WHAT YOU ARE ASKED TO DO
In full and without alteration, repeat the material.

Data extracted from a collection:
(begin)
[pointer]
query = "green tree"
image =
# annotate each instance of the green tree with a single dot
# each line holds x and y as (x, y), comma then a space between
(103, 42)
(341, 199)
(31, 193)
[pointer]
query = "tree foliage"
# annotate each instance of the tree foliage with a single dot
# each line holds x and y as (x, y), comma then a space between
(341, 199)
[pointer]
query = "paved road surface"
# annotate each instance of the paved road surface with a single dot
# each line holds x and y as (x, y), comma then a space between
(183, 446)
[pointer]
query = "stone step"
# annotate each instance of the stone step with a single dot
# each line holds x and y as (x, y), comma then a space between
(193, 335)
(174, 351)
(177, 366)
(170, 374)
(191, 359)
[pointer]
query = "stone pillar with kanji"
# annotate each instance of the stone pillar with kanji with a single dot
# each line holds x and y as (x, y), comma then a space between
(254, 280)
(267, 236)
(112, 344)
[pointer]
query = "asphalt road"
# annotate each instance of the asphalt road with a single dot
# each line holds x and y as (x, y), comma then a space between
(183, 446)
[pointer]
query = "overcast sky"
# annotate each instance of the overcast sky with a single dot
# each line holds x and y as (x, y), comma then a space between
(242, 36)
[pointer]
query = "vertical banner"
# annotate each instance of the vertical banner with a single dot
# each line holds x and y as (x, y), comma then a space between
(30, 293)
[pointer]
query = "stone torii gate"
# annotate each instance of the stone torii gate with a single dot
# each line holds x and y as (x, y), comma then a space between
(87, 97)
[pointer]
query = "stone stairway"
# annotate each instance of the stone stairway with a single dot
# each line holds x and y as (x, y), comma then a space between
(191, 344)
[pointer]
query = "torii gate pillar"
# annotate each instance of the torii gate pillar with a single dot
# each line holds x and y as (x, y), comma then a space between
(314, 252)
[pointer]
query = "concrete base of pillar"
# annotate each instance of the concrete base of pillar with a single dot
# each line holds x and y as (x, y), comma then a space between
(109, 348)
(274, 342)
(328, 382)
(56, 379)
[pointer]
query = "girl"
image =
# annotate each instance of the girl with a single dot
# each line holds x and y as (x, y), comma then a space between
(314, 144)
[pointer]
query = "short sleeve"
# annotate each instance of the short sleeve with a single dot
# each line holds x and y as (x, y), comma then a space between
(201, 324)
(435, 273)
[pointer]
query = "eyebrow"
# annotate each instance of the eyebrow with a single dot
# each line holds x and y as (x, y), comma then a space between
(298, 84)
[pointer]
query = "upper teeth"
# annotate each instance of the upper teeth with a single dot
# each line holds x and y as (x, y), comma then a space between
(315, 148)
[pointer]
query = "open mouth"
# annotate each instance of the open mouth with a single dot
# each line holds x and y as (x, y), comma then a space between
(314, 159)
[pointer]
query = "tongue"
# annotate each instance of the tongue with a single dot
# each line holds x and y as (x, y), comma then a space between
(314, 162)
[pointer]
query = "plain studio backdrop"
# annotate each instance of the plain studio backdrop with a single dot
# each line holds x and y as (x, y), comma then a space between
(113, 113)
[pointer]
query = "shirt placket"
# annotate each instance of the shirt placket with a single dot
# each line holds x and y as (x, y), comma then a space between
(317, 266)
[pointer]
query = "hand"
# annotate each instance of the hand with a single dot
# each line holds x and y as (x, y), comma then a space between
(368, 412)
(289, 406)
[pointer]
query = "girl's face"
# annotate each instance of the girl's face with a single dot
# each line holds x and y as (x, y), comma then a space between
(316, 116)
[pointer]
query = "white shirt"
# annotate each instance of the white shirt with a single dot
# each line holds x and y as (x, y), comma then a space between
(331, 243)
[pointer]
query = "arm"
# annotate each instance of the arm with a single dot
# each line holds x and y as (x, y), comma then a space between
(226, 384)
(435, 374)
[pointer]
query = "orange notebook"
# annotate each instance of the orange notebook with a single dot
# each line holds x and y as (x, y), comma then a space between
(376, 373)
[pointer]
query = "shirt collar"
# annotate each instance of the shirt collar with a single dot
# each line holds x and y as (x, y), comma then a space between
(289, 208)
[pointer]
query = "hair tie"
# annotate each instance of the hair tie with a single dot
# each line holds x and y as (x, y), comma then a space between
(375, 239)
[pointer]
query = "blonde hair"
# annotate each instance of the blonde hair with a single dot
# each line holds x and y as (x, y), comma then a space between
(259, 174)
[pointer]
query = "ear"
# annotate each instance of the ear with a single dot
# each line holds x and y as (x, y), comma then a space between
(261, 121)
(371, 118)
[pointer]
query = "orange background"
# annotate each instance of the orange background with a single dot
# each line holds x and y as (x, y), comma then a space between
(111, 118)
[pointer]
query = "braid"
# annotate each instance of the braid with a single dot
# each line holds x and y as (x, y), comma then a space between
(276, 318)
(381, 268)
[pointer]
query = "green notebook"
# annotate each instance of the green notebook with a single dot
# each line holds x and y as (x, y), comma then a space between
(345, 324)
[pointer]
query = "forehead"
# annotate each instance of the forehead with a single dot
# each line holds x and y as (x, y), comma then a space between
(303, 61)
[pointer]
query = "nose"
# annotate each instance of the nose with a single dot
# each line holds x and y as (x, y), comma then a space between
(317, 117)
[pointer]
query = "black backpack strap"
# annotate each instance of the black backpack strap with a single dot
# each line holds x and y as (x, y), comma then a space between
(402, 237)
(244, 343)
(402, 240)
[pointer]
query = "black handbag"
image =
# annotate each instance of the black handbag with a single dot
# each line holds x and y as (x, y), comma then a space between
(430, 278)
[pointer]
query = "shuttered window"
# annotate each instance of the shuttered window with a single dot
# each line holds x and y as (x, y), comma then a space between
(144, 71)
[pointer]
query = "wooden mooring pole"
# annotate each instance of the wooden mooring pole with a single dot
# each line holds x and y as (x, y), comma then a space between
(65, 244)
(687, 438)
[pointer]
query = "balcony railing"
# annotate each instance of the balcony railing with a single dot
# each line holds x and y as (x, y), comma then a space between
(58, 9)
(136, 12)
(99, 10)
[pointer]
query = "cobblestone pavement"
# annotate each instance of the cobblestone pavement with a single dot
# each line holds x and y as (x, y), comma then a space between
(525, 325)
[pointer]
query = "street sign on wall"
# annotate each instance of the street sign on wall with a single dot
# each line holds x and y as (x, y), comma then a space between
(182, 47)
(end)
FINAL ANSWER
[pointer]
query = "green tree"
image =
# annotate each instance of the green tree with a single dot
# each line holds x and y as (x, y), comma then a space between
(103, 42)
(341, 199)
(31, 193)
[pointer]
query = "tree foliage"
# annotate each instance of the tree foliage with a single dot
# each line holds x and y as (x, y), comma then a space between
(341, 199)
[pointer]
query = "paved road surface"
# annotate each instance of the paved road surface with a single dot
# each line holds x and y as (x, y), comma then a space between
(183, 446)
[pointer]
query = "stone step"
# annotate each instance of the stone step with a single dot
# each line holds x and y as (x, y), comma then a space between
(193, 335)
(174, 351)
(177, 366)
(170, 374)
(191, 359)
[pointer]
query = "stone pillar with kanji"
# annotate each instance of the stone pillar with kanji with a single dot
# each line holds x and y as (x, y), comma then a space between
(254, 280)
(267, 236)
(112, 344)
[pointer]
query = "asphalt road"
# annotate each instance of the asphalt road with a single dot
# each line holds x and y as (x, y), comma then a space between
(183, 446)
[pointer]
query = "overcast sky"
# annotate each instance of the overcast sky with a single dot
# each line holds x and y as (x, y), comma then a space between
(242, 36)
[pointer]
query = "vertical banner"
# annotate each instance of the vertical banner with a single dot
# each line holds x and y as (x, y), comma then a space between
(30, 293)
[pointer]
query = "stone torii gate"
# annotate each instance of the stone torii gate with a single dot
# each line holds x and y as (x, y), comma then a space between
(87, 97)
[pointer]
query = "stone stairway"
# annotate each instance of the stone stairway with a single dot
# each line holds x and y as (x, y), comma then a space between
(191, 344)
[pointer]
query = "torii gate pillar"
# annotate each instance of the torii gate pillar with a single dot
# each line holds x and y as (x, y), comma then a space between
(314, 252)
[pointer]
query = "concrete base of pillar"
# annotate each instance of the concrete base of pillar with a single dot
# each line holds x and y as (x, y), comma then a space between
(109, 348)
(274, 342)
(328, 382)
(56, 379)
[pointer]
query = "girl"
image =
# annotate each instance of the girl with a single dot
# each line holds x and y as (x, y), comma then a space between
(314, 144)
[pointer]
query = "short sleeve"
# annotate each instance of the short sleeve with a single dot
# each line holds x and y as (x, y), comma then a space between
(201, 324)
(435, 273)
[pointer]
query = "eyebrow"
# annotate each instance of the eyebrow with a single dot
# each line holds x and y as (x, y), comma then a space between
(298, 84)
[pointer]
query = "upper teeth"
# annotate each instance of the upper teeth with a single dot
# each line holds x and y as (x, y), comma then a space between
(315, 148)
[pointer]
query = "open mouth"
# annotate each instance of the open mouth with a single dot
# each line holds x and y as (x, y), comma then a space between
(314, 159)
[pointer]
query = "tongue"
# annotate each instance of the tongue with a single dot
# each line holds x and y as (x, y), comma then a space between
(314, 162)
[pointer]
query = "plain studio backdrop"
# annotate each instance of the plain studio backdrop with a single dot
# each line holds x and y as (x, y), comma then a space between
(113, 113)
[pointer]
query = "shirt placket"
# annotate each instance of the shirt placket with a single dot
# each line holds x and y as (x, y), comma then a space between
(317, 266)
[pointer]
query = "hand"
# annotate each instance of the hand with a single dot
# each line holds x and y as (x, y), comma then a space between
(368, 412)
(289, 406)
[pointer]
query = "girl's face"
# annotate each instance of the girl's face with a single dot
# each line holds x and y as (x, y), comma then a space between
(316, 116)
[pointer]
query = "white shirt"
# annotate each instance of the white shirt with a single dot
# each line holds x and y as (x, y), comma then a space between
(331, 243)
[pointer]
query = "arm"
# annotate each instance of the arm with a single dot
# each line holds x and y as (x, y), comma then a space between
(226, 384)
(435, 374)
[pointer]
query = "orange notebook"
# annotate each instance of the orange notebook with a single dot
# each line holds x and y as (x, y), comma then a space between
(376, 373)
[pointer]
query = "shirt collar"
# annotate each instance of the shirt collar with a single dot
# each line holds x and y as (x, y), comma then a space between
(289, 208)
[pointer]
query = "hair tie"
# annotate each instance of the hair tie with a single dot
# each line holds x and y as (x, y), comma then a space between
(375, 239)
[pointer]
query = "blonde hair"
# annotate each instance of the blonde hair with a single dot
# each line holds x and y as (x, y), comma then a space between
(259, 174)
[pointer]
query = "ear"
# annotate each instance of the ear with a single dot
# each line holds x and y as (x, y), comma then a space between
(261, 121)
(371, 118)
[pointer]
query = "orange background"
# annotate each instance of the orange background with a single dot
# each line holds x and y as (x, y), comma then a space between
(111, 118)
[pointer]
query = "braid"
# annotate each instance of the braid with a single dot
# each line holds x and y as (x, y), comma then a space between
(276, 318)
(381, 268)
[pointer]
query = "green notebook"
# annotate each instance of the green notebook with a single dot
# each line holds x and y as (x, y), comma then a space between
(345, 324)
[pointer]
query = "forehead"
# annotate each instance of the forehead with a single dot
# each line holds x and y as (x, y), comma then a space between
(303, 61)
[pointer]
query = "nose"
# annotate each instance of the nose with a single dot
# each line holds x and y as (x, y), comma then a space between
(317, 117)
[pointer]
query = "black backpack strap"
# annotate each instance of the black backpack strap with a single dot
# each line holds x and y as (x, y), comma then a space between
(402, 237)
(244, 343)
(402, 240)
[pointer]
query = "black handbag"
image =
# annotate each instance of the black handbag with a single dot
# each line holds x and y as (x, y), comma then a space between
(430, 278)
[pointer]
query = "shuttered window"
# annotate each instance of the shuttered window with a single dot
# each line holds x and y as (x, y), comma then a space between
(144, 71)
[pointer]
query = "wooden mooring pole"
# annotate each instance of the wooden mooring pole with a single dot
# each line holds x and y as (x, y), comma then a space between
(65, 244)
(687, 438)
[pointer]
query = "balcony railing"
# annotate each instance of the balcony railing with a single dot
# each line holds x and y as (x, y), comma then a space between
(58, 9)
(136, 12)
(99, 10)
[pointer]
query = "cobblestone pavement"
# annotate each instance of the cobblestone pavement with a single dot
# each line holds x and y as (x, y), comma then a space between
(525, 325)
[pointer]
query = "street sign on wall"
# annotate each instance of the street sign on wall with a single dot
# each line holds x and y as (x, y), comma then a space between
(182, 47)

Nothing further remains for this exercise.